*** PASSAGE FOR REVIEW
Abu Dhabi government invests in five children’s learning tools of the future
The new Anjal Z entrepreneurship programme aims to identify and localise promising early childhood education start-ups
The Abu Dhabi Early Childhood Authority awarded equity-free funding to five international start-ups in a new entrepreneurship programme aimed at localising promising technology for young learners.
The new Anjal Z initiative is part of a broader effort by Abu Dhabi to promote data-centred and innovative approaches to childhood development, while increasing access and improving affordability to families.
“Innovations occur everywhere, but breakthrough innovations, the kind that leverage novel technologies and business models to increase accessibility, improve offerings and reduce costs, have for years tended to stay within the private sector,” said Sheikh Theyab bin Mohamed, chairman of the Abu Dhabi Crown Prince’s Court and chairman of the Abu Dhabi Early Childhood Authority.
“The ECA, as part of the public sector, is spearheading innovation in order to transform how people think about and address the needs of young children across the UAE.”
With day cares and preschools closing amid the Covid-19 pandemic, technology tools have become a critical resource to some parents seeking enrichment for their young children.
******
*** PROVIDED DATA
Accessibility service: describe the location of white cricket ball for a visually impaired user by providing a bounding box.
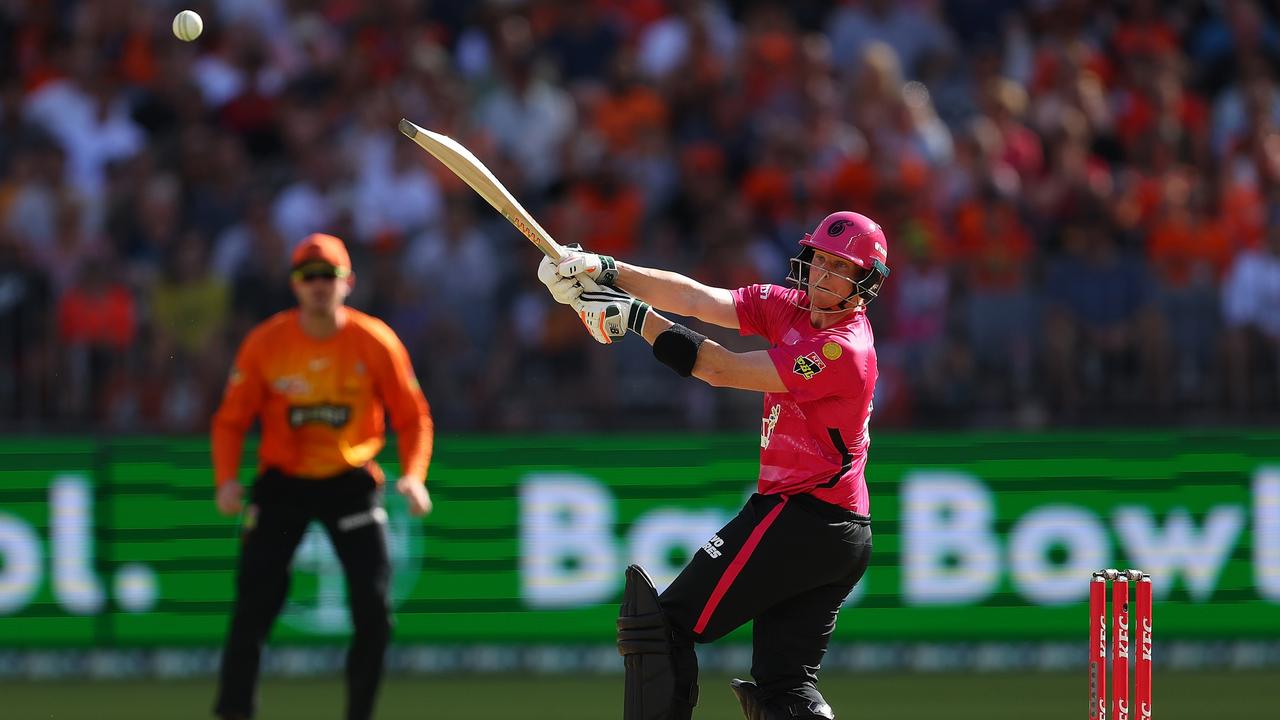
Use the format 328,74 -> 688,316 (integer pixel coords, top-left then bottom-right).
******
WORK INSTRUCTIONS — Continue the news piece on Abu Dhabi's funding for early childhood learning start-ups, starting right after its last sentence.

OUTPUT FOR THIS TASK —
The five growth-stage start-ups are:
- Kinedu, from Mexico, a video-centric mobile and desktop platform for early childhood development exercises for both home and school
- Afinidata, an AI-powered chatbot from Guatemala that equips parents with personalised educational activities to develop the brains of their children
- The UAE’s Lamsa, whose mobile application was made available for free to parents at the start of the pandemic to help with home learning, encourages parents to engage with their children through culturally relevant and interactive Arabic stories, games and videos
- Nurturey, from the UK, is a mobile app for parents to manage the health and development of their children through a content connection with the NHS
- Kinderly, also from the UK, is a software-as-a-service platform that supports staff in nurseries to improve outcomes for all children
In addition to the equity-free funding of $60,000 (Dh220,000), the start-ups received mentorship from leading subject matter experts and access to local partnerships with government and non-government entities in Abu Dhabi. These partnerships include the Department of Health, the Department of Community Development and the Department of Education and Knowledge, in-kind services and follow-on investment opportunities.
Thirty Emirati graduates were also selected to work with the start-ups, enabling them to look towards starting small and medium enterprises and creating job opportunities in the areas of early childhood and entrepreneurship.
International growth-stage start-ups that focus on improving early childhood development across Health & Nutrition, Early Care & Education, Child Protection and Family Support targeting children between the ages 0-8 years old can apply to participate in the programme. The second cohort be announced later this year.